Requirement:
Lay out the lines of the items as a numbered list, from the first line of the items through the line that contains "Outlines of the", with both ends included and blank lines omitted. Leave the pictures out of your answer.

════════════════

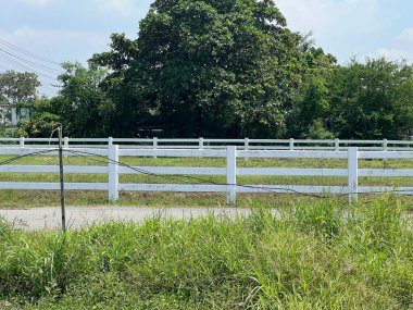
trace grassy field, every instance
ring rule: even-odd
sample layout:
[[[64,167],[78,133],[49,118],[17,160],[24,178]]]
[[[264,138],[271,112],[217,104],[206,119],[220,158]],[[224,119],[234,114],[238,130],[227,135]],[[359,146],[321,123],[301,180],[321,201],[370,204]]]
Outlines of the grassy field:
[[[0,162],[12,157],[0,156]],[[121,162],[133,166],[216,166],[224,168],[225,159],[218,158],[130,158],[120,159]],[[57,157],[26,157],[11,164],[38,164],[57,165]],[[67,165],[105,165],[104,159],[98,157],[68,157]],[[374,169],[413,169],[413,160],[360,160],[360,168]],[[347,168],[347,160],[317,160],[317,159],[238,159],[239,168]],[[190,176],[189,176],[190,177]],[[208,182],[225,184],[225,176],[196,176]],[[58,174],[46,173],[0,173],[0,182],[58,182]],[[148,175],[121,175],[121,183],[179,183],[200,184],[186,176],[148,176]],[[409,177],[360,177],[361,186],[413,186],[413,178]],[[65,182],[108,182],[107,175],[99,174],[65,174]],[[238,184],[250,185],[324,185],[346,186],[346,177],[313,177],[313,176],[238,176]],[[0,190],[0,207],[36,207],[59,204],[57,191],[30,191],[30,190]],[[271,207],[273,203],[290,200],[305,200],[308,196],[295,195],[238,195],[239,207]],[[370,197],[365,199],[370,200]],[[107,204],[108,194],[103,191],[68,191],[67,203],[71,206]],[[345,200],[345,199],[343,199]],[[413,198],[405,197],[404,201],[413,206]],[[220,207],[226,204],[223,194],[173,194],[173,193],[121,193],[117,204],[127,206],[203,206]]]
[[[412,309],[412,218],[395,197],[274,207],[64,235],[1,223],[0,309]]]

════════════════

Exercise response:
1. trace grassy field, every instance
2. ring rule: even-odd
3. sample layout:
4. [[[64,167],[78,133],[49,118],[17,160],[24,178]]]
5. [[[264,138],[271,112],[217,104],[206,119],[220,158]],[[224,119],[234,114],[238,130],[227,135]],[[359,146],[321,123],[301,180],[321,201],[370,204]]]
6. Outlines of the grassy field:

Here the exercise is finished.